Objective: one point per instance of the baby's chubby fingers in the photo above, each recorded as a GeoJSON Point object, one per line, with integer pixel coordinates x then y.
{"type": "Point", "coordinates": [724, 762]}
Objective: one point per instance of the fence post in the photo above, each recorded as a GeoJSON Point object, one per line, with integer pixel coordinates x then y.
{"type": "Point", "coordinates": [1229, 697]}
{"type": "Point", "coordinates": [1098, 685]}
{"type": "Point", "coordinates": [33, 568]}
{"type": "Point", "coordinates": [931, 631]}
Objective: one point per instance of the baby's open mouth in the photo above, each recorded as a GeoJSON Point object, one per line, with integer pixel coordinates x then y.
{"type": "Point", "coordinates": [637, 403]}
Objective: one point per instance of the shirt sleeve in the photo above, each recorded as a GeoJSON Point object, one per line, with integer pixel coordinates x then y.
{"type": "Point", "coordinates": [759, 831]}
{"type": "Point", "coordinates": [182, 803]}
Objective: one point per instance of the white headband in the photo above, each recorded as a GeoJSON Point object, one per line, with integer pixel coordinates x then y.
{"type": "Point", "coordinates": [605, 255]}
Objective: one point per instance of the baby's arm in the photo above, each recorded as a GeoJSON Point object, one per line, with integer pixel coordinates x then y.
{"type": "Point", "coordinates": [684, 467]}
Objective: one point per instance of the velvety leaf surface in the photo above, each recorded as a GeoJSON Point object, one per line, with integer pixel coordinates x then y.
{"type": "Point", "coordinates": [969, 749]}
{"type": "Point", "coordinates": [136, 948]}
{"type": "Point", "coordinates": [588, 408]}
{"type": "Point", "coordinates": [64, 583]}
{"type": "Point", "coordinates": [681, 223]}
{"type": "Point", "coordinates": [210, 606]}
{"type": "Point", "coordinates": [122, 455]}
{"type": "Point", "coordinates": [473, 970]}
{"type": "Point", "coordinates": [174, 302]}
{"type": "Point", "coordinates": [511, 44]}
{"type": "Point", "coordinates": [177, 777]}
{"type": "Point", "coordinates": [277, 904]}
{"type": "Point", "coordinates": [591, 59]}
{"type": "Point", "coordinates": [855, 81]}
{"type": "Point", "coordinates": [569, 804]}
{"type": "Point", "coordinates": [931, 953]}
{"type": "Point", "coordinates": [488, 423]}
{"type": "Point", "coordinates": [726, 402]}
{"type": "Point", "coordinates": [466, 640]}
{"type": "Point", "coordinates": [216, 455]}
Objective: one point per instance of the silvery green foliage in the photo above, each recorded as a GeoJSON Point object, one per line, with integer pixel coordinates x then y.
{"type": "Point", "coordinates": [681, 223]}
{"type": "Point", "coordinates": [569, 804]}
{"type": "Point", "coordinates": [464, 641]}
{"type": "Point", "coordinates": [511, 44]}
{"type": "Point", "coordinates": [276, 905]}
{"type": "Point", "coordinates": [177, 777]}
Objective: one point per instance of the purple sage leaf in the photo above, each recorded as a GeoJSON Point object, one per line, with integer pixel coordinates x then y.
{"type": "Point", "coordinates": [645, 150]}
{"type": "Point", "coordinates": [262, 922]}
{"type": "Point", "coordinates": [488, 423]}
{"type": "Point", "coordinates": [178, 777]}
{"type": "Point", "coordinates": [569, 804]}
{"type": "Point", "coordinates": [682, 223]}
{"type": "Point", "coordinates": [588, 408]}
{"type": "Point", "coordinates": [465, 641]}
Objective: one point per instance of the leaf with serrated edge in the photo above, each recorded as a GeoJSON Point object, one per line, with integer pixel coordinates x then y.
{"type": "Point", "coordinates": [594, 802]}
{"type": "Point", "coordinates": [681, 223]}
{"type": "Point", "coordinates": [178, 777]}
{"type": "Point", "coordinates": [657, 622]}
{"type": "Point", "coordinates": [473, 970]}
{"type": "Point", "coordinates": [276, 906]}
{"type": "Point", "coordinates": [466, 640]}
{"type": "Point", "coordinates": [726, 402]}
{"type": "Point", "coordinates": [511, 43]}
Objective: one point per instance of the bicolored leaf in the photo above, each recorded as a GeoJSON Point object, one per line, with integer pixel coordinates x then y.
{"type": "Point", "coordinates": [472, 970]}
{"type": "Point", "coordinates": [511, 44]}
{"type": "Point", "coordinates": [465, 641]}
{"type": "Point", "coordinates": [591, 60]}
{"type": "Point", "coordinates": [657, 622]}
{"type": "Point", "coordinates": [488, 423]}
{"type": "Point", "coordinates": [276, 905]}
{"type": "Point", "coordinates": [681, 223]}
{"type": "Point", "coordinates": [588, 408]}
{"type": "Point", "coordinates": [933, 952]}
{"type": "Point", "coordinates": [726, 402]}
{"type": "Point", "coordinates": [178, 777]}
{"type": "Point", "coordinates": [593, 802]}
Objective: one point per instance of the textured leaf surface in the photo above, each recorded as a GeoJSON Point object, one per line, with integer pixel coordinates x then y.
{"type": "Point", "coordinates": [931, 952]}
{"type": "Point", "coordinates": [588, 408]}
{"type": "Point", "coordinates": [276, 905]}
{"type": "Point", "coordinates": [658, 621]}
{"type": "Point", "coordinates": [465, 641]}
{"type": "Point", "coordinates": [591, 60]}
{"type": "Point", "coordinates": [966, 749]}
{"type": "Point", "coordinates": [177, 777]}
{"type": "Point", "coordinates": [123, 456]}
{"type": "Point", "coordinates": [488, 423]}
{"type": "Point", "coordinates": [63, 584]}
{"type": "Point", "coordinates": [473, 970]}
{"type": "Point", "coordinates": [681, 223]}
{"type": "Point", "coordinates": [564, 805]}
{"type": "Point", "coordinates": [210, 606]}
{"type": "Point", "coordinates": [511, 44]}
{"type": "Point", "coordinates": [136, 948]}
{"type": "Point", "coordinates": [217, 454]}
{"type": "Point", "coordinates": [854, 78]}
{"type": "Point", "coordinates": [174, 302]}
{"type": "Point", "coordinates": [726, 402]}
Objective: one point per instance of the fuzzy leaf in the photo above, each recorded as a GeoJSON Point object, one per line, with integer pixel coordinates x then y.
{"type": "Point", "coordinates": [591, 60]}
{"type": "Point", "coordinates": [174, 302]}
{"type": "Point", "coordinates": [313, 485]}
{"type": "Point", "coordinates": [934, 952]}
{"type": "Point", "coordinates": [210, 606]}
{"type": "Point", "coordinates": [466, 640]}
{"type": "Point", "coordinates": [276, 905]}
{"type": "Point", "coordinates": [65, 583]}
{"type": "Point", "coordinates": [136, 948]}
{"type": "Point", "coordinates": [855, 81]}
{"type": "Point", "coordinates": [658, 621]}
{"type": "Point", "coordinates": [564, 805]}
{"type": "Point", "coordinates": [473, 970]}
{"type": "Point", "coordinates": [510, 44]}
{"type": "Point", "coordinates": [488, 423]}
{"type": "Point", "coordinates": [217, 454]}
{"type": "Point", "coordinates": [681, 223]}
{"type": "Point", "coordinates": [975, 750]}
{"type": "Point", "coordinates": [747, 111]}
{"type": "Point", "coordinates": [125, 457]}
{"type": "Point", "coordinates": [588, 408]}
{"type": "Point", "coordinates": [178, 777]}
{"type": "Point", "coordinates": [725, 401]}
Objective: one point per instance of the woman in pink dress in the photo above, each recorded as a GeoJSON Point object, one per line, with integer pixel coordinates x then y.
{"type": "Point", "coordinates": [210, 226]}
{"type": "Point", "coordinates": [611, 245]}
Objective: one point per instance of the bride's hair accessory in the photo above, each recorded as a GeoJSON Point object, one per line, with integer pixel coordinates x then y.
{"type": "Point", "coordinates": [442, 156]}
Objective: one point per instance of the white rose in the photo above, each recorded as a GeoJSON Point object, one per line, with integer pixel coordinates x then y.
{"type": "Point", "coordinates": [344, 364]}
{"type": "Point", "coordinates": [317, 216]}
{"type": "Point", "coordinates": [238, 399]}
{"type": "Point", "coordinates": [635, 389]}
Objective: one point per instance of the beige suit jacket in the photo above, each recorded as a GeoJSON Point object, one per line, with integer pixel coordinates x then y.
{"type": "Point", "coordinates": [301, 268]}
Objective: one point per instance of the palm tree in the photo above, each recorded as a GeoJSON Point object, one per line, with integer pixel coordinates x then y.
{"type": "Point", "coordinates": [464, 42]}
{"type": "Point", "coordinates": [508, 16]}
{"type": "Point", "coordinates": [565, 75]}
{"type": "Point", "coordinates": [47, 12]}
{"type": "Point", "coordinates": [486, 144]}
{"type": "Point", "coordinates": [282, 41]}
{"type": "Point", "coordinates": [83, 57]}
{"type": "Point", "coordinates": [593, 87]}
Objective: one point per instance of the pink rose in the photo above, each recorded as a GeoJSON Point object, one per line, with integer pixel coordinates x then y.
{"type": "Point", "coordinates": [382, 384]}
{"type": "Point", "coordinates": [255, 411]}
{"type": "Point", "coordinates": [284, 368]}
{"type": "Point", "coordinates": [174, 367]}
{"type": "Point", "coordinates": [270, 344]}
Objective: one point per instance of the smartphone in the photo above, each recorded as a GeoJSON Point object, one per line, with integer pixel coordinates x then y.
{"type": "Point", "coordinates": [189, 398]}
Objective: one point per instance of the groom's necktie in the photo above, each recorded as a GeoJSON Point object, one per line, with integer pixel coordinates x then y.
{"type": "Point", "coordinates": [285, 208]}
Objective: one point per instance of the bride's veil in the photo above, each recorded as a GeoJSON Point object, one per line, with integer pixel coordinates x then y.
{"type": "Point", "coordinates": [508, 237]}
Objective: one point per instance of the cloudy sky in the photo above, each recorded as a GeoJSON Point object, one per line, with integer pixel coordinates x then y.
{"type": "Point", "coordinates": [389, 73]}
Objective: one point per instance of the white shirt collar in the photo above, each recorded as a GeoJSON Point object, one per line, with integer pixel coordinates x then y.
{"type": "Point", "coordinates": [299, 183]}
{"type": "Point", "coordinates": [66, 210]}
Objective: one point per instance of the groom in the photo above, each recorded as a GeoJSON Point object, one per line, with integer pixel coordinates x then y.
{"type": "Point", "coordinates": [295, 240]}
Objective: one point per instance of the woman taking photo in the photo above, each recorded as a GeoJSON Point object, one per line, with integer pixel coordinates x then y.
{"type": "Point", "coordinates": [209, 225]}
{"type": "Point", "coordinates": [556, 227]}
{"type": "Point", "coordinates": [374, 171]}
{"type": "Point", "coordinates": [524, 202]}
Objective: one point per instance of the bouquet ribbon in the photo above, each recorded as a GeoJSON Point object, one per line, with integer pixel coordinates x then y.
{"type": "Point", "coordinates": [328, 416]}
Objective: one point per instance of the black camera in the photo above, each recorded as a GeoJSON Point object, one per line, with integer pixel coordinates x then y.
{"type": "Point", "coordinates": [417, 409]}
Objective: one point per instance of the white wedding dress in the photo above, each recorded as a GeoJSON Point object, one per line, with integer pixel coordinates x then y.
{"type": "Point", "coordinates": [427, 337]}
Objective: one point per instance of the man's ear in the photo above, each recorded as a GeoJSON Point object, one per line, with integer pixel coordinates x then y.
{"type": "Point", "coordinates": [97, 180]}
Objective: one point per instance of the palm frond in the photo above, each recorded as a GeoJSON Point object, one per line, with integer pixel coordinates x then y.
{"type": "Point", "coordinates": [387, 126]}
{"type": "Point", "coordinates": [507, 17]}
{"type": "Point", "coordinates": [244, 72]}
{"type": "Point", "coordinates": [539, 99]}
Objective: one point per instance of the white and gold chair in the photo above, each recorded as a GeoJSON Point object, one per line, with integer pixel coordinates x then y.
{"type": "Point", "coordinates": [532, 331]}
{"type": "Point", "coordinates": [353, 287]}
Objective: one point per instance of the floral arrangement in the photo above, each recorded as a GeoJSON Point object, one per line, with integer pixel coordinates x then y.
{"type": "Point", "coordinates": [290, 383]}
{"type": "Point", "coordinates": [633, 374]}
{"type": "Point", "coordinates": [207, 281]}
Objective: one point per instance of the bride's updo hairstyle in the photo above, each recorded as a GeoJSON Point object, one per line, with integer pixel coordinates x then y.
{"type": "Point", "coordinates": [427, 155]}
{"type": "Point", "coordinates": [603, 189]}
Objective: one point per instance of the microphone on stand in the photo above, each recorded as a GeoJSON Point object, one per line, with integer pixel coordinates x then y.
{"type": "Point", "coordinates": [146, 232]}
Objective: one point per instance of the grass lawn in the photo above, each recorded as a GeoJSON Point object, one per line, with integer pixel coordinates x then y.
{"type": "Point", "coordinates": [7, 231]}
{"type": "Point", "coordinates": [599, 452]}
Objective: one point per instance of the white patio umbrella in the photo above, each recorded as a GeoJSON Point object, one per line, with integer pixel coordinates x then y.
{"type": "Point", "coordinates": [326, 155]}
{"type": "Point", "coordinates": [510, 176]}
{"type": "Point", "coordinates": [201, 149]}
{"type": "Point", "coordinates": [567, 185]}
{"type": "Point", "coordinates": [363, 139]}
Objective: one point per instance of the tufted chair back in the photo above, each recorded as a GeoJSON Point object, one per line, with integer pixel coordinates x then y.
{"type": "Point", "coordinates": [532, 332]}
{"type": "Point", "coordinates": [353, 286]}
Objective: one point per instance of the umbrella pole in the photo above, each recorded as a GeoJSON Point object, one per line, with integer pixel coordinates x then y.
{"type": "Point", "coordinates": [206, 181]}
────────────────────────────────────────
Copy the entries again from the line containing "Objective: one point per instance of the umbrella" through the last entry, keeping the request lines, and shift every point coordinate by -20.

RESULT FOR THIS TASK
Objective: one point per instance of the umbrella pole in the photo above, each recorded as a GeoJSON Point object, one per line, with integer pixel coordinates x then y.
{"type": "Point", "coordinates": [186, 161]}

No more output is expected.